RAW DATA:
=== Section Start ===

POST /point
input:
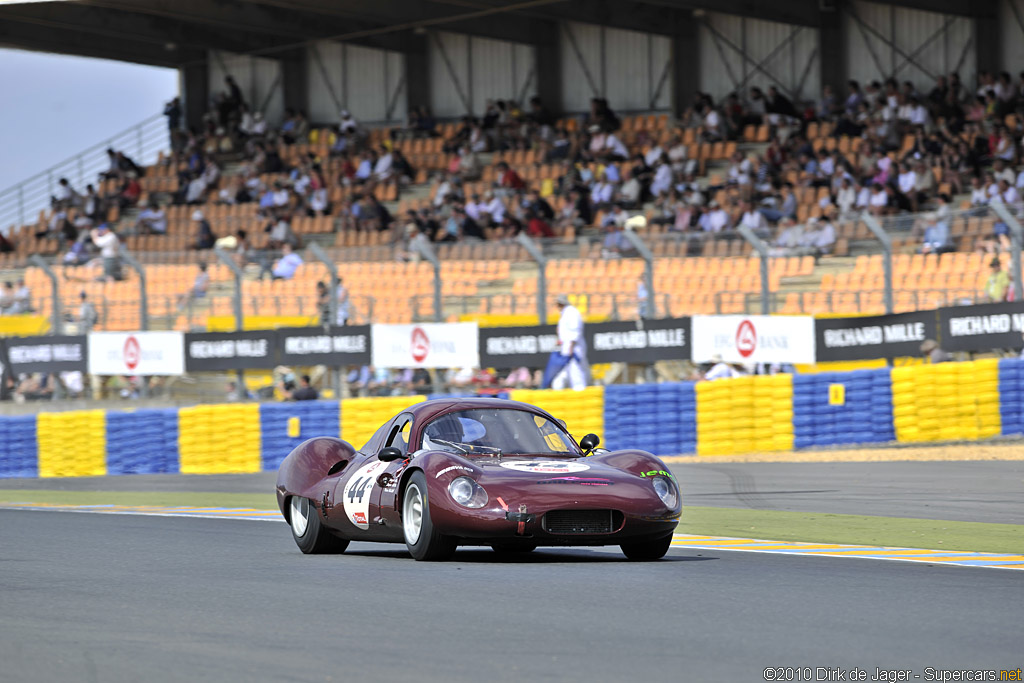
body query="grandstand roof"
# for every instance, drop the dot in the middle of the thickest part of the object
(177, 33)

=== Section End ===

WHAT IS EXPECTED:
Reproduce the data above in full, exactly, with the images removed.

SOLUTION FOR THIS TASK:
POST /point
input:
body query="grandstand roof"
# for every instance, drop the dot in the middle of the thickest part of the object
(177, 33)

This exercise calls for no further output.